§ Task prompt: Gather every line of the listing below that contains the word "player". Case counts.

[Begin Given records]

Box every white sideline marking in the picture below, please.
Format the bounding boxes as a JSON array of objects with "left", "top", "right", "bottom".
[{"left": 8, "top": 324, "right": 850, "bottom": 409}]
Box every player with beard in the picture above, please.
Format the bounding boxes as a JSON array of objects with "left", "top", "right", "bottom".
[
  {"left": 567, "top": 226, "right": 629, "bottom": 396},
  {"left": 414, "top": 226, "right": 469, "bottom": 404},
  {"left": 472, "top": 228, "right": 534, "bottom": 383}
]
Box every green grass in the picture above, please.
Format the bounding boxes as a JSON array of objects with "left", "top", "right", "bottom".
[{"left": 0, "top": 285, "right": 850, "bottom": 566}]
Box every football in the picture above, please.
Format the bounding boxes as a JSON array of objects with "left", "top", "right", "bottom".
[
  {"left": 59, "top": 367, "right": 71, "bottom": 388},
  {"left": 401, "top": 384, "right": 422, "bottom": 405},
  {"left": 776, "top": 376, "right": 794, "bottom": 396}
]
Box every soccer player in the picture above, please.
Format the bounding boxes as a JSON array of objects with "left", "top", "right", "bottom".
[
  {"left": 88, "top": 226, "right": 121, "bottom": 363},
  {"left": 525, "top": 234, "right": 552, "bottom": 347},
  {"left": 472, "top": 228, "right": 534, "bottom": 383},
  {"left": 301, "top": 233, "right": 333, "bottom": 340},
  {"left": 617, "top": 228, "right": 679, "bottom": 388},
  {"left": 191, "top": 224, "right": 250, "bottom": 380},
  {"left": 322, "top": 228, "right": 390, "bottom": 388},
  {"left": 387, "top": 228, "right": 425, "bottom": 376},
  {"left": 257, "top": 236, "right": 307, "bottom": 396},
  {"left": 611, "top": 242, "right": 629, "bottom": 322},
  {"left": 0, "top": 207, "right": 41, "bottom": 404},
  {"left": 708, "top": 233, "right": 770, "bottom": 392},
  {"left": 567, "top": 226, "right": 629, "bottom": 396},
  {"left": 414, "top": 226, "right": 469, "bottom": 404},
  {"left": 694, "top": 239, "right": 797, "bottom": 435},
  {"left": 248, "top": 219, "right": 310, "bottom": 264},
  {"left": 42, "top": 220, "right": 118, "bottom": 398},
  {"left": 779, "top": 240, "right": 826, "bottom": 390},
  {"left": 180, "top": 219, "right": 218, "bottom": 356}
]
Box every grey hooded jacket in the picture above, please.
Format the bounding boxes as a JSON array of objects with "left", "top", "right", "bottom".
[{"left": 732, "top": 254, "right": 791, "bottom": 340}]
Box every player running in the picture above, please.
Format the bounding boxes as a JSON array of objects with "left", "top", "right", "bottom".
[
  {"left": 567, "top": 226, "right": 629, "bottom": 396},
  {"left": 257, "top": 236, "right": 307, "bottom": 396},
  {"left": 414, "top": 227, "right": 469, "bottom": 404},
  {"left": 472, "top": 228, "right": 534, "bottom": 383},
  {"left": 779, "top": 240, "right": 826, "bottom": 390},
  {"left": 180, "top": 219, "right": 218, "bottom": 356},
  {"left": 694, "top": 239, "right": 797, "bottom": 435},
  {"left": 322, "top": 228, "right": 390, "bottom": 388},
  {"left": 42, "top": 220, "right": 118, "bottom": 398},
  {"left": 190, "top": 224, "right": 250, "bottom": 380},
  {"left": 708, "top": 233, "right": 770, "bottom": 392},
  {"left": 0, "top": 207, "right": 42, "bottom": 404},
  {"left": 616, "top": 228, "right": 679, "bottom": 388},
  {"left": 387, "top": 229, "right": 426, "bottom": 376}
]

[End Given records]

§ The answer:
Box every player with beard in the picture above, please.
Box every soccer player in the picture above, please.
Box every player running in the picture above, please.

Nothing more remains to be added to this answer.